(Data listing Opens)

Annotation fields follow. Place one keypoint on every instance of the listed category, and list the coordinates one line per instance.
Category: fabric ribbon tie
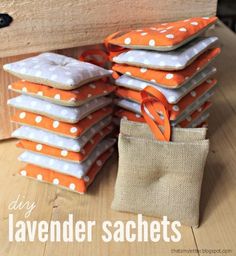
(154, 103)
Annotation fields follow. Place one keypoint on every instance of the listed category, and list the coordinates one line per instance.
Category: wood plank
(46, 25)
(10, 187)
(56, 204)
(219, 187)
(218, 207)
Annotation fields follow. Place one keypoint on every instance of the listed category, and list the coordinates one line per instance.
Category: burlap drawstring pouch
(160, 170)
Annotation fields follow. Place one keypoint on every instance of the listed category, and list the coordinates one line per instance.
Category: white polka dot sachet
(173, 58)
(65, 116)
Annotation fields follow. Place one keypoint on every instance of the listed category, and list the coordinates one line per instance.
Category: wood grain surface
(45, 25)
(218, 208)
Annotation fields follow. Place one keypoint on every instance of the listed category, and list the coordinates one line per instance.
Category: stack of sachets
(64, 117)
(171, 57)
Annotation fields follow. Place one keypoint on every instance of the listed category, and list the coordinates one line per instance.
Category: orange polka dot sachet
(164, 36)
(65, 117)
(173, 58)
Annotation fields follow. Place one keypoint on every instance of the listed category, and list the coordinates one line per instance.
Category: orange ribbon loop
(90, 56)
(154, 102)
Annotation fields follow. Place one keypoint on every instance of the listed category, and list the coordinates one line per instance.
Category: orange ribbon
(154, 101)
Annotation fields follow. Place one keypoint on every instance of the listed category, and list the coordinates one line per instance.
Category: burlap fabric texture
(158, 178)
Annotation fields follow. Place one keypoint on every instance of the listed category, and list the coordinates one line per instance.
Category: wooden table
(218, 207)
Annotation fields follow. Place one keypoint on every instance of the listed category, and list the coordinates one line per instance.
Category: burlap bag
(158, 178)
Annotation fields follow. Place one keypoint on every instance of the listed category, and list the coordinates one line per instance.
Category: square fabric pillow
(56, 71)
(187, 103)
(71, 98)
(65, 154)
(155, 182)
(67, 167)
(190, 120)
(173, 79)
(172, 96)
(67, 181)
(54, 140)
(165, 36)
(61, 128)
(54, 111)
(173, 60)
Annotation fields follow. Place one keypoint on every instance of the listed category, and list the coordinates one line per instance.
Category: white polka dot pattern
(56, 70)
(66, 167)
(67, 114)
(172, 96)
(170, 60)
(54, 140)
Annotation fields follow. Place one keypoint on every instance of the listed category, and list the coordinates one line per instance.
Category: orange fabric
(65, 129)
(82, 94)
(164, 34)
(156, 103)
(131, 116)
(195, 115)
(177, 109)
(170, 79)
(66, 181)
(64, 154)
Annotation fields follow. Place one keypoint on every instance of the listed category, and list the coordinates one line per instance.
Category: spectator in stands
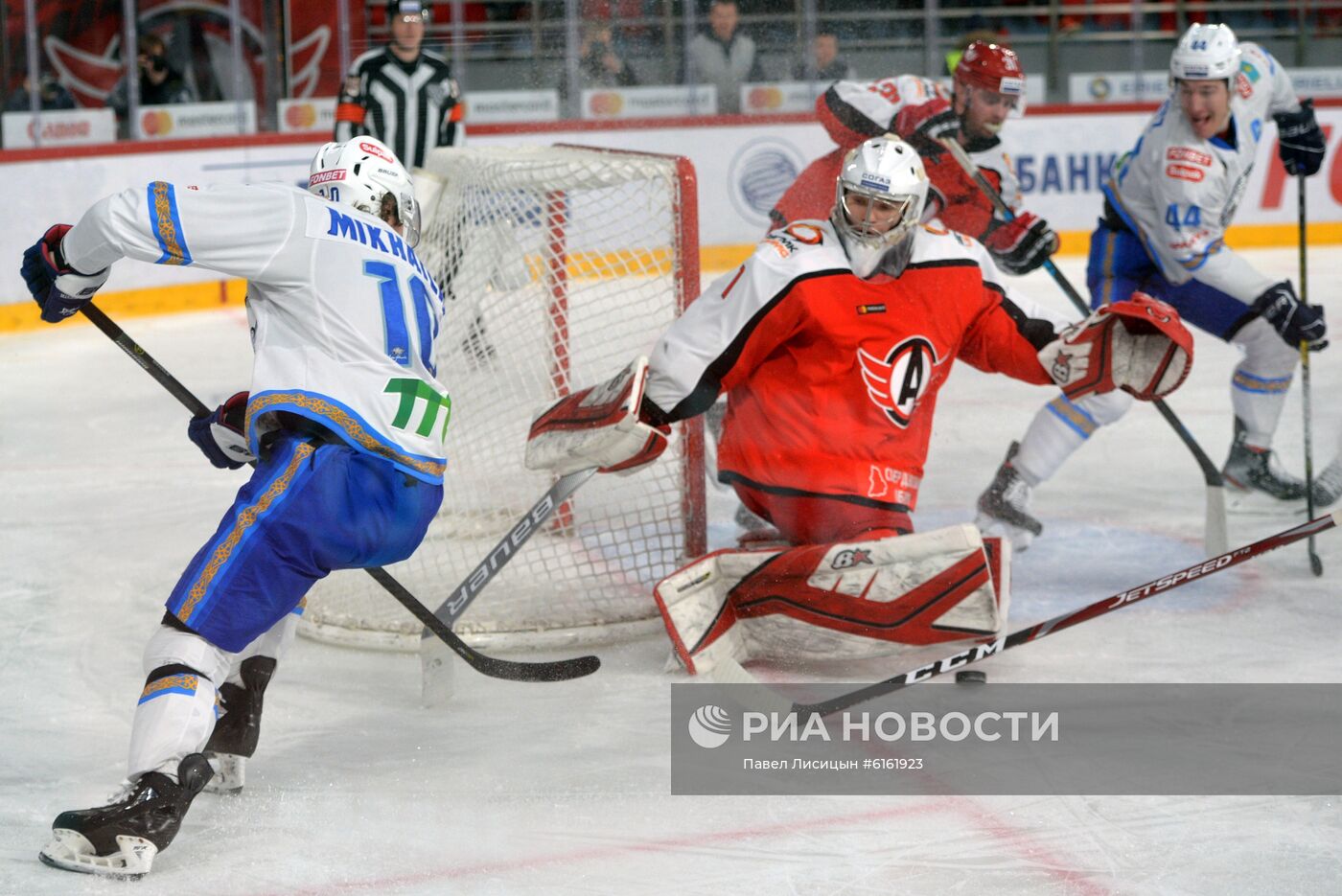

(Data listing Closes)

§ To do
Give back all entries exactly. No pictures belong in the copy.

§ Exercise answer
Annotation fields follow. Place one keypoint on every instance of the listed category, and list the coordinates one line per instance.
Category: fabric ribbon tie
(154, 103)
Annotation fields follow. Place one keypoint on every instance of the listed category, and list the coordinates one line per instance.
Category: wood plank
(46, 25)
(10, 187)
(56, 204)
(219, 187)
(218, 207)
Annotation fields follow. Place one keypoint on every instance of the listed category, and list the coordinates one line per instance.
Category: burlap drawstring pouch
(160, 170)
Annotation fields follow. Place one keypoint on every instance of the listed category, and list the coordinates one line per instance.
Category: white polka dot sachet
(173, 58)
(65, 116)
Annotation fields follow. Place one keypoint on every instance of the listed category, and list the coordinates one line per instance.
Category: wood grain surface
(45, 25)
(218, 208)
Annotation fields follow. Place one keypoint on every instance of the listed category, and list the coordinates one line per instance.
Category: stack of sachets
(64, 117)
(171, 57)
Annotation fields follow. Place one keypoint on every instance of the listed category, and list the coordinates one line per instance.
Category: orange polka dot sachet
(164, 36)
(65, 117)
(173, 58)
Annotation fields follow. Place one keypoint on every instance of the listed category, and list the coordinates one line per instance.
Category: orange ribbon loop
(90, 56)
(154, 102)
Annotation fields follow. Place one keypoint on every instance of the listed category, and list the coordinates one line per instance.
Category: orange ribbon
(154, 101)
Annotation fields follow. Place one keypoint on every instance of the listed category, and list the coordinates one line per instance.
Category: burlap fabric texture
(158, 178)
Annotation fields follow. Place one keypoint on every instance of the listed category, and list the coordinates one line per instance.
Category: wooden table
(218, 207)
Annotation fields follow. Place one keypoint on every instance of the listed category, and list the coordinates one line per instance.
Category: burlap bag
(158, 178)
Annotation fields follow. Place one keypoint on every instance of the listed category, and list the coordinates one line per instance.
Category: square fabric pillow
(56, 71)
(187, 103)
(71, 98)
(65, 154)
(155, 182)
(67, 167)
(190, 120)
(173, 79)
(172, 96)
(67, 181)
(54, 140)
(165, 36)
(61, 128)
(54, 111)
(173, 60)
Annotation fields follow. Place one keypoint on every instance of the listed category, and list the coordinates one line per instance.
Category: white polka dot pattern
(56, 70)
(66, 167)
(67, 114)
(172, 96)
(170, 60)
(54, 140)
Annotation fields follow. Place one keypoint on every instance of the listed category, and list the coordinates one line per instance.
Category: orange fabric
(65, 129)
(82, 94)
(164, 34)
(156, 103)
(131, 116)
(195, 115)
(177, 109)
(170, 79)
(66, 181)
(64, 154)
Annotation fields follow. Place one keypoint on every instance of the listed category, and list the coordinates one line per instance.
Category: spectator in stands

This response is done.